— WHAT YOU NEED TO DO —
Once the data has been read, return all of it precisely as written.

Stored dataset items
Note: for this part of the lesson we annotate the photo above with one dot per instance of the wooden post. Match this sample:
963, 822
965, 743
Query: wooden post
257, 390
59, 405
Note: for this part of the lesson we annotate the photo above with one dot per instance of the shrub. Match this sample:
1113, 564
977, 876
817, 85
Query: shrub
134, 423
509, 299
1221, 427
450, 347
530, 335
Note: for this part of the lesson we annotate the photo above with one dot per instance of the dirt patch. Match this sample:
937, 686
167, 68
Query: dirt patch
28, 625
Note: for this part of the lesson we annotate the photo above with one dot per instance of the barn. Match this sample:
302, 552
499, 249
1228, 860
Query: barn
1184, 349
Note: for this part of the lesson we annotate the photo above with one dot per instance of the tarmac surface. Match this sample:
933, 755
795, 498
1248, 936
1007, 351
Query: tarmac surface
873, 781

— RESULT BELOW —
Note: for this part of the lesson we annotate the photo above with one dot per instance of the wooden post. Match this sample:
963, 822
965, 743
Query: wooden post
257, 390
59, 405
Note: for this part of the lesson we annotate the photo above with one dot per instance of the shrub. Match this sample:
1113, 564
977, 876
817, 85
Query: shrub
134, 423
509, 299
1221, 427
450, 347
530, 335
Note: for this part of the lesson we annotate the photo above with one dot per instance of the dirt patch. Match this sample:
937, 686
167, 68
Query: dirt patch
28, 625
Note: for this part of the lesson we annotate the photo above with one dot per instance of the barn. Match this sample:
302, 552
499, 249
1228, 860
Query: barn
1184, 349
Note: for this part of the lesson we annotate the photo above with one dot per instance of the tarmac surface. Match this sample:
933, 755
795, 498
1248, 936
1007, 351
Query: tarmac surface
873, 781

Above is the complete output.